Text passage:
--- Start ---

[alt-photo] Re: Is this mailing list still active?

Keith Gerling keith.gerling at gmail.com
Fri Mar 25 14:50:37 GMT 2011

Hi Kurt and welcome.

As a longtime gumprinter, I have used only computer generated negatives for
the last 5 years, and before that, conventionally enlarged lith negatives.
I've only made one gum from an in-camera negative.  I read your initial post
her with interest, because I have been toying with the notion of doing the
same thing: making three exposures with a large format pinhole and
"combining" them in gum.  So I hope you will follow up and share your
results with us.

I am curious about why you include the gesso.  I've never used Berger paper
for gum, so I have no perspective here, but it seems that would serve to
introduce inconsistencies.  My experience with gesso is that it always seems
to reduce the scale, and with gum, that is certainly NOT something one
usually looks for.

Good luck


On Fri, Mar 25, 2011 at 1:13 AM, Richard Knoppow <dickburk at ix.netcom.com>wrote:

> ----- Original Message ----- From: "Don Bryant" <donsbryant at gmail.com>
> To: "'The alternative photographic processes mailing list'" <
> alt-photo-process-list at lists.altphotolist.org>
> Sent: Thursday, March 24, 2011 6:49 PM
> Subject: [alt-photo] Re: Is this mailing list still active?

--- End ---

Tasks and exercises:
(1) List every email address that appears in the mailing-list post.
(2) Output the portion of the mailing-list post between "Hi Kurt and" and "enlarged lith negatives.", inclusive.
Work only from the mailing-list post.

Data shown:

--- Start ---

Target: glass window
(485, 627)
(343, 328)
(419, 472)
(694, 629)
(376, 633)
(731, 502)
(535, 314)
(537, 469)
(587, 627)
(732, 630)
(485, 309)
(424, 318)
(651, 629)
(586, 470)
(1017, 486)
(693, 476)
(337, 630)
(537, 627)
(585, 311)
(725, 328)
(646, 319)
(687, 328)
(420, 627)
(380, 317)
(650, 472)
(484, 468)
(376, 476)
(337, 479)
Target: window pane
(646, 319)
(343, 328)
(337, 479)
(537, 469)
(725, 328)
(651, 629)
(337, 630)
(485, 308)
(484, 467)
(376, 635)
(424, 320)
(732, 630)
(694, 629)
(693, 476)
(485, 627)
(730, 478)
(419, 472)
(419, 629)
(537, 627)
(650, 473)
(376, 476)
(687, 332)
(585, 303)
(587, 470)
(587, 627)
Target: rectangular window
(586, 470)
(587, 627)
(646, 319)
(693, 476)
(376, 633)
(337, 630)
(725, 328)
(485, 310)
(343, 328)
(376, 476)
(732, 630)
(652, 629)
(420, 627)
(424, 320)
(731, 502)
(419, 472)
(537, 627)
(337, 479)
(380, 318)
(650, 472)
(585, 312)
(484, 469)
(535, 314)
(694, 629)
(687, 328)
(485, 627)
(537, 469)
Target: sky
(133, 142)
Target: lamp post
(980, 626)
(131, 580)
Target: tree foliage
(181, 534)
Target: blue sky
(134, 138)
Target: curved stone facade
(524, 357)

--- End ---
--- Start ---

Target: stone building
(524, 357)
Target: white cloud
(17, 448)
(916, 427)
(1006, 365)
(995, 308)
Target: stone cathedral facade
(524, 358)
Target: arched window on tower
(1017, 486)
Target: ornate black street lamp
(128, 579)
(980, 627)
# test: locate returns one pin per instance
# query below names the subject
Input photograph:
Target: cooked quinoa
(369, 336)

--- End ---

Written answers:
(1)
keith.gerling at gmail.com
dickburk at ix.netcom.com
donsbryant at gmail.com
alt-photo-process-list at lists.altphotolist.org

(2)
Hi Kurt and welcome.

As a longtime gumprinter, I have used only computer generated negatives for
the last 5 years, and before that, conventionally enlarged lith negatives.